#### Records drawn from a dataset

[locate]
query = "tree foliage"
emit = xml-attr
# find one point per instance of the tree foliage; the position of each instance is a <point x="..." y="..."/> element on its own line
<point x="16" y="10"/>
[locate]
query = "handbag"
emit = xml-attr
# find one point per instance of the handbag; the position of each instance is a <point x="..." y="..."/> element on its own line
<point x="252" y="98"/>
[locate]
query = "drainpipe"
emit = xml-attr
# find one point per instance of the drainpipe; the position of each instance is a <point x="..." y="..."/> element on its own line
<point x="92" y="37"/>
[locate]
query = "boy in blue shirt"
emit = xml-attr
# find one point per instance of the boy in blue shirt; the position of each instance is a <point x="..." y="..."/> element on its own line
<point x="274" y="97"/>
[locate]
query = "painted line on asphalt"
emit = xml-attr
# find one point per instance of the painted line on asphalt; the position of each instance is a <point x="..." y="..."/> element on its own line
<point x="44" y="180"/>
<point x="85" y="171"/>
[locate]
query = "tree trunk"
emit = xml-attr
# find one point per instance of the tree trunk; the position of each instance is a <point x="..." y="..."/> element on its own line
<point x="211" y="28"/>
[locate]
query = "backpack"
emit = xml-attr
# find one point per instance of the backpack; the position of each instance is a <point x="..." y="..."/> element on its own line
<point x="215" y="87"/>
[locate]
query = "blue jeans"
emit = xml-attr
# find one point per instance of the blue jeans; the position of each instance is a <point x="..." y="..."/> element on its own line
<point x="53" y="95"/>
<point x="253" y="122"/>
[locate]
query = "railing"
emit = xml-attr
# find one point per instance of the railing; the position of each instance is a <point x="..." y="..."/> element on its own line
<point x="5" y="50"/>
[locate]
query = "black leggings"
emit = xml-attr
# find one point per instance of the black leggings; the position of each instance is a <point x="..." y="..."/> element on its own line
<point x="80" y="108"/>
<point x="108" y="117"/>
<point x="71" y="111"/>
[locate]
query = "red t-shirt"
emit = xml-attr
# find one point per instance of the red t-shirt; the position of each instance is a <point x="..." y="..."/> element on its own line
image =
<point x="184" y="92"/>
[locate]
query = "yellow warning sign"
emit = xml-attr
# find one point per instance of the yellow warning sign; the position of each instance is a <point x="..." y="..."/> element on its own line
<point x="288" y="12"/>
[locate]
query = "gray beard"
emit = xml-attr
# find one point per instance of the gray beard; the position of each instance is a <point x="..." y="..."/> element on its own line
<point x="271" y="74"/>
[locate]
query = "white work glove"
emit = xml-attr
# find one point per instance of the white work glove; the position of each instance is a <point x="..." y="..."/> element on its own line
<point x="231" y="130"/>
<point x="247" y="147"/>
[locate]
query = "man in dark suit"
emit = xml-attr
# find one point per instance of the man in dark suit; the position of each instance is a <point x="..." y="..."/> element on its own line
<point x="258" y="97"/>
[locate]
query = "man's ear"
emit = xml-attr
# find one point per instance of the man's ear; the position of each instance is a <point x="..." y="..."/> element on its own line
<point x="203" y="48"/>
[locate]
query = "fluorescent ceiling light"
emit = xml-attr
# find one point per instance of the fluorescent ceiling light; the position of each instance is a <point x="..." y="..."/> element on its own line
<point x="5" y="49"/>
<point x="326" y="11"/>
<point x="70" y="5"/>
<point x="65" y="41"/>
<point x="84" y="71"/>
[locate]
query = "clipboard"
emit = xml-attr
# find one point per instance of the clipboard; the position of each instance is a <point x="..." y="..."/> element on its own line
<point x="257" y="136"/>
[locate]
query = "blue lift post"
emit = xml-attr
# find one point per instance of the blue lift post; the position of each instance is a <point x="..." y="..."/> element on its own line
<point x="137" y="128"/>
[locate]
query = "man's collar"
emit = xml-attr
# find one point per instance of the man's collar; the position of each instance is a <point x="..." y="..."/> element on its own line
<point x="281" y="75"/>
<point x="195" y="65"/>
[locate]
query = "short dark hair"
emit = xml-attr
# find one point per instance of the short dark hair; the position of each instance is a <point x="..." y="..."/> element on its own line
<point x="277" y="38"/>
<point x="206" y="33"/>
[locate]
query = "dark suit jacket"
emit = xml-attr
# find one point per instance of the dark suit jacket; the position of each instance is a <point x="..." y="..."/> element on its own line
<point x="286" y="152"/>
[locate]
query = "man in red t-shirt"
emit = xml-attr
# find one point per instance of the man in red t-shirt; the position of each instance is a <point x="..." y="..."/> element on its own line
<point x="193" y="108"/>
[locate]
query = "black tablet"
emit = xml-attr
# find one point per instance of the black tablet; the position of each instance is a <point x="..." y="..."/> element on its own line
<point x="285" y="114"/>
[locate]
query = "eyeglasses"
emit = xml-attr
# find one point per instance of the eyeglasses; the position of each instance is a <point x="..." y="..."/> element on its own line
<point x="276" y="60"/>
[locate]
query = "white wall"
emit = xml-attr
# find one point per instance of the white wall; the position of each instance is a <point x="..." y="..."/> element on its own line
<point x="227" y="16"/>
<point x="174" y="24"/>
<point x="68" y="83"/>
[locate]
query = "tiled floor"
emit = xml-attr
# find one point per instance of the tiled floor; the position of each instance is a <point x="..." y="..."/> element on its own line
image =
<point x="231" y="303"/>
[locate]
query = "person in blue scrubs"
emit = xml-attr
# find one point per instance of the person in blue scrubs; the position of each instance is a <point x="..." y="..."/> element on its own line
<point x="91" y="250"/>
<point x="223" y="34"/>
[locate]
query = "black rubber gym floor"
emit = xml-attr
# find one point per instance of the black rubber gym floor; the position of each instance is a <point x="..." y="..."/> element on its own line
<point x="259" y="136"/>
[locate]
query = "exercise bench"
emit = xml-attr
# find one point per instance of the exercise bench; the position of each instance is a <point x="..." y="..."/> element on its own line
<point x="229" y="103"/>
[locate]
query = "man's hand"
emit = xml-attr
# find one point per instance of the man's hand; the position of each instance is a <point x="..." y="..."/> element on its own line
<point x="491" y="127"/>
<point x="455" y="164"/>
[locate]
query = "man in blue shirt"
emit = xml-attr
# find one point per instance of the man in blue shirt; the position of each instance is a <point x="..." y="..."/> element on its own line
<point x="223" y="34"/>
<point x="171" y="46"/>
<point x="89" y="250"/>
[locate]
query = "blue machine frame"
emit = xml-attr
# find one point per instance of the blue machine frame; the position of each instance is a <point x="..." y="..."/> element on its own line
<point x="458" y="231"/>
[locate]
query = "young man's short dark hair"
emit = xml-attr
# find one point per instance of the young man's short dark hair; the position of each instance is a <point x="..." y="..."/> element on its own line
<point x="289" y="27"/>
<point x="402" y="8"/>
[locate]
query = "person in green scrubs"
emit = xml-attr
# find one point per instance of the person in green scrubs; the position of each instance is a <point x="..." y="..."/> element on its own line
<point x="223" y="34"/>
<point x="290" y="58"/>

#### What is needed
Word for word, output the records that appear above.

#### Output of the exercise
[locate]
query = "tree foliage"
emit = xml-attr
# find one point per instance of the tree foliage; the position of each instance is a <point x="..." y="..."/> element on its own line
<point x="16" y="10"/>
[locate]
query = "handbag"
emit = xml-attr
# find one point per instance of the handbag; the position of each instance is a <point x="..." y="..."/> element on its own line
<point x="252" y="98"/>
[locate]
query = "drainpipe"
emit = xml-attr
# find one point per instance of the drainpipe; the position of each instance is a <point x="..." y="..."/> element on its own line
<point x="92" y="37"/>
[locate]
query = "boy in blue shirt"
emit = xml-attr
# find one point per instance of the boy in blue shirt; the position of each instance is a <point x="..." y="..."/> element on its own line
<point x="274" y="97"/>
[locate]
query = "painted line on asphalt"
emit = xml-attr
# find one point per instance of the painted line on asphalt; the position of each instance is a <point x="..." y="..."/> element on its own line
<point x="44" y="180"/>
<point x="85" y="171"/>
[locate]
query = "tree trunk"
emit = xml-attr
# find one point per instance of the tree trunk; the position of each instance is a <point x="..." y="..."/> element on its own line
<point x="211" y="28"/>
[locate]
query = "backpack"
emit = xml-attr
# find one point per instance of the backpack; the position of each instance is a <point x="..." y="..."/> element on its own line
<point x="215" y="87"/>
[locate]
query = "blue jeans"
emit = xml-attr
# find one point per instance of the blue jeans; the position of each instance is a <point x="..." y="..."/> element on its own line
<point x="53" y="95"/>
<point x="253" y="122"/>
[locate]
query = "railing"
emit = xml-attr
# find one point per instance of the railing; the position of each instance is a <point x="..." y="..."/> element on its own line
<point x="5" y="50"/>
[locate]
query = "black leggings"
emit = xml-attr
# find one point per instance of the black leggings; the position of each instance is a <point x="..." y="..."/> element on its own line
<point x="80" y="108"/>
<point x="108" y="117"/>
<point x="71" y="111"/>
[locate]
query = "red t-shirt"
emit = xml-attr
# find one point per instance of the red t-shirt; the position of each instance is a <point x="..." y="..."/> element on its own line
image =
<point x="184" y="92"/>
[locate]
query = "yellow warning sign"
emit = xml-attr
# find one point per instance of the yellow warning sign; the position of each instance is a <point x="..." y="..."/> element on its own line
<point x="288" y="12"/>
[locate]
query = "gray beard"
emit = xml-attr
# find one point per instance of the gray beard; the position of each instance is a <point x="..." y="..."/> element on its own line
<point x="271" y="74"/>
[locate]
query = "white work glove"
emit = xml-attr
# find one point per instance of the white work glove; the position of each instance is a <point x="..." y="..."/> element on its own line
<point x="231" y="130"/>
<point x="247" y="147"/>
[locate]
query = "man in dark suit"
emit = xml-attr
# find one point per instance of the man in dark suit; the position of each instance is a <point x="..." y="..."/> element on its own line
<point x="258" y="97"/>
[locate]
query = "man's ear"
emit = xml-attr
# find one point per instance of the man's ear; the position of each instance is a <point x="..." y="..."/> element on its own line
<point x="203" y="48"/>
[locate]
query = "fluorescent ceiling light"
emit = xml-attr
# find one point per instance of the fluorescent ceiling light; the position of each instance is a <point x="..." y="..."/> element on its own line
<point x="5" y="49"/>
<point x="326" y="11"/>
<point x="70" y="5"/>
<point x="65" y="41"/>
<point x="84" y="71"/>
[locate]
query = "clipboard"
emit = xml-attr
# find one point per instance of the clipboard; the position of each instance is a <point x="..." y="..."/> element on its own line
<point x="257" y="136"/>
[locate]
query = "blue lift post"
emit = xml-attr
# find one point per instance of the blue lift post; the position of each instance is a <point x="..." y="..."/> element on its own line
<point x="137" y="128"/>
[locate]
query = "man's collar"
emit = xml-attr
# find one point per instance of the man's collar; the position of each instance is a <point x="..." y="..."/> element on its own line
<point x="281" y="75"/>
<point x="195" y="65"/>
[locate]
query = "short dark hair"
emit = xml-attr
# find one point per instance of the short dark hair; the position of each instance is a <point x="..." y="..."/> element on its own line
<point x="277" y="38"/>
<point x="206" y="33"/>
[locate]
query = "dark suit jacket"
emit = xml-attr
# find one point per instance of the dark suit jacket; the position of each instance is a <point x="..." y="..."/> element on its own line
<point x="286" y="152"/>
[locate]
query = "man in red t-shirt"
emit = xml-attr
# find one point per instance of the man in red t-shirt; the position of each instance is a <point x="..." y="..."/> element on its own line
<point x="193" y="108"/>
[locate]
query = "black tablet"
emit = xml-attr
# find one point per instance of the black tablet; the position of each instance is a <point x="..." y="..."/> element on its own line
<point x="285" y="114"/>
[locate]
query = "eyeglasses"
emit = xml-attr
# find one point per instance of the eyeglasses; the position of each instance is a <point x="..." y="..."/> element on its own line
<point x="276" y="60"/>
[locate]
query = "white wall"
emit = xml-attr
# find one point per instance of the white wall; the position of each instance is a <point x="..." y="..."/> element on its own line
<point x="227" y="16"/>
<point x="174" y="24"/>
<point x="68" y="83"/>
[locate]
query = "tiled floor"
emit = xml-attr
# find one point per instance of the tiled floor; the position of each instance is a <point x="..." y="..."/> element on its own line
image =
<point x="231" y="303"/>
[locate]
query = "person in blue scrubs"
emit = xml-attr
# find one point per instance of the person in blue scrubs; the position of each instance is a <point x="..." y="..."/> element on its own line
<point x="91" y="250"/>
<point x="223" y="34"/>
[locate]
query = "black rubber gym floor"
emit = xml-attr
# find one point per instance of the black rubber gym floor; the position of each instance is a <point x="..." y="..."/> element on its own line
<point x="259" y="136"/>
[locate]
query = "exercise bench"
emit = xml-attr
# find one point per instance of the exercise bench; the position of each instance is a <point x="..." y="..."/> element on its own line
<point x="229" y="103"/>
[locate]
query = "man's hand"
emit = xml-attr
# find one point per instance of the man's hand; the position of each instance is a <point x="..." y="..."/> element on its own line
<point x="491" y="127"/>
<point x="455" y="164"/>
[locate]
query = "man in blue shirt"
emit = xml-attr
# find one point per instance of the man in blue shirt; the position of each instance is a <point x="..." y="..."/> element on its own line
<point x="223" y="34"/>
<point x="171" y="46"/>
<point x="89" y="250"/>
[locate]
query = "blue machine frame"
emit = xml-attr
# find one point per instance of the blue machine frame; the position of each instance is a <point x="..." y="..."/> element on its own line
<point x="458" y="231"/>
[locate]
query = "young man's short dark hair"
emit = xml-attr
# find one point per instance of the young man's short dark hair; the position of each instance is a <point x="..." y="..."/> element on its own line
<point x="289" y="27"/>
<point x="402" y="8"/>
[locate]
query = "person in green scrubs"
emit = xml-attr
# find one point per instance of the person in green scrubs; the position of each instance is a <point x="..." y="..."/> element on its own line
<point x="223" y="34"/>
<point x="290" y="58"/>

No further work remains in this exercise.